### WORK REQUEST 1
According to the text on transient osteoporosis of the hip, why is the condition considered benign?
### WORK REQUEST 2
Can you reproduce, word for word, everything in the text on transient osteoporosis of the hip from "This doesn't mean" down to "a benign condition."?

### EXERCISE TEXT
——————

My 33-year-old daughter was just diagnosed with something called transient osteoporosis of the hip. I'm 66 and still don't have any osteoporosis. What could be causing this? Can she get over it?
Osteoporosis is a decrease in bone density potentially leading to weak and brittle bones. Transient means it's temporary. Transient osteoporosis of the hip is rare but not unknown. There are certain groups of people affected most often. These include middle-aged men (ages 30-60) and pregnant women (during the third trimester).
This doesn't mean other people can't develop this problem. Cases of transient osteoporosis of the hip have been reported in teenagers and women who aren't pregnant. Such cases are very rare. No one knows for sure what brings this problem on. The physician orders lab tests to look for a possible underlying endocrine or metabolic cause. But these tests can be normal in the presence of transient osteoporosis. A calcium-deficient diet may be one possible risk factor.
The natural history of this condition is that it resolves or gets better over time. The painful symptoms last several weeks to several months. The changes in bone go away gradually, usually within a year's time. Given the fact that transient osteoporosis of the hip goes away over time, it is considered a benign condition.
Conservative care is the standard for transient osteoporosis. Non weight-bearing with crutches is advised until the diagnosis is confirmed and stress fracture is ruled out. Once it's clear that the condition is transient osteoporosis, then the patient can be progressed to walking with crutches while putting weight on the leg as tolerated by the individual patient. Swimming is encouraged and advised.
Itai Holzer, et al. Transient Osteoporosis of the Hip: Long-Term Outcomes in Men and Nonpregnant Women. In Current Orthopaedic Practice. March/April 2009. Vol. 20. No. 2. Pp. 161-163.

——————

### RECORDS SHOWN
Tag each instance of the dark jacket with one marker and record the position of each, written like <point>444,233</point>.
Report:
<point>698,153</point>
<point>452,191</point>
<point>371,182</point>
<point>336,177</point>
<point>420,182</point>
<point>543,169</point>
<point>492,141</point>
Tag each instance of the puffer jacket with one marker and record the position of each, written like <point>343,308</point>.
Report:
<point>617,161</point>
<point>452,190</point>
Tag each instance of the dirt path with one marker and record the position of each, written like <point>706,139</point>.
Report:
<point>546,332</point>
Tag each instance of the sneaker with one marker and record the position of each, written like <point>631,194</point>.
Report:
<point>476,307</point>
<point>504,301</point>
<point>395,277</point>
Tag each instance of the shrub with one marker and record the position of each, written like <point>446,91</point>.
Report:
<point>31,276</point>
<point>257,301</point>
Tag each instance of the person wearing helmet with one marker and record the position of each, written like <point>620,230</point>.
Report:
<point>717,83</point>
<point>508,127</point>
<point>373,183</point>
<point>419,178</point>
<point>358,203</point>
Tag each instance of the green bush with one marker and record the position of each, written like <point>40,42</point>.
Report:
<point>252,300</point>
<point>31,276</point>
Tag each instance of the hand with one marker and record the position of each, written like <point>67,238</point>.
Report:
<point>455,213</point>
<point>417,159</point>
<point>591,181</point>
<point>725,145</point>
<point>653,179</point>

——————

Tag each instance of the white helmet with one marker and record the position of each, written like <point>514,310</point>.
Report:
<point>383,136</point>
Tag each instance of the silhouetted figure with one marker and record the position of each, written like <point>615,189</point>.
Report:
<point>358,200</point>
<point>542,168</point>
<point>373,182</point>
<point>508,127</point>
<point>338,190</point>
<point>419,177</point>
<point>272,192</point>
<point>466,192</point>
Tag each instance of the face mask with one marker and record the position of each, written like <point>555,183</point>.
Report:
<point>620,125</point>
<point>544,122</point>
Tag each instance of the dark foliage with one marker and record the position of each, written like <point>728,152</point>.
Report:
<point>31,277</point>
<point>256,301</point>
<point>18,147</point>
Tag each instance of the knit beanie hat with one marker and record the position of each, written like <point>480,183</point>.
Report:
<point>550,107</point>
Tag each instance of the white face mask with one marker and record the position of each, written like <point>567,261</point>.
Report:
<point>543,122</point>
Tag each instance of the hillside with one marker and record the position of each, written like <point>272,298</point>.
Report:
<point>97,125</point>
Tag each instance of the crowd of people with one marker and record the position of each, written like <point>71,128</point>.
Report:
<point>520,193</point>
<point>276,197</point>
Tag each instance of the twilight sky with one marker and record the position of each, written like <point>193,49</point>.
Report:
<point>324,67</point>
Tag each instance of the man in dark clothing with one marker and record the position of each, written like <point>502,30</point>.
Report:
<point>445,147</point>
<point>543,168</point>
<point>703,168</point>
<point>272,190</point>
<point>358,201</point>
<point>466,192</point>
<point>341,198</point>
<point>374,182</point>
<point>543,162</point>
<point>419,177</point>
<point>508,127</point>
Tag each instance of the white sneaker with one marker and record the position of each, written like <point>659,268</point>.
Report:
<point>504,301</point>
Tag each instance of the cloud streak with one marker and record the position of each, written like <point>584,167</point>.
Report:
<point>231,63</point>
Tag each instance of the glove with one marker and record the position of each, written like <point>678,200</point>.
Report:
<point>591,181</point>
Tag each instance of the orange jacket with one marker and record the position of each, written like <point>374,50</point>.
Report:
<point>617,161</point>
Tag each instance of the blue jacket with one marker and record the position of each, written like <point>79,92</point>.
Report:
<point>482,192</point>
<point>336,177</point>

——————

### EXERCISE RESULT 1
It is considered benign because it goes away over time. The painful symptoms last several weeks to several months, and the bone changes usually fade within a year.

### EXERCISE RESULT 2
This doesn't mean other people can't develop this problem. Cases of transient osteoporosis of the hip have been reported in teenagers and women who aren't pregnant. Such cases are very rare. No one knows for sure what brings this problem on. The physician orders lab tests to look for a possible underlying endocrine or metabolic cause. But these tests can be normal in the presence of transient osteoporosis. A calcium-deficient diet may be one possible risk factor.
The natural history of this condition is that it resolves or gets better over time. The painful symptoms last several weeks to several months. The changes in bone go away gradually, usually within a year's time. Given the fact that transient osteoporosis of the hip goes away over time, it is considered a benign condition.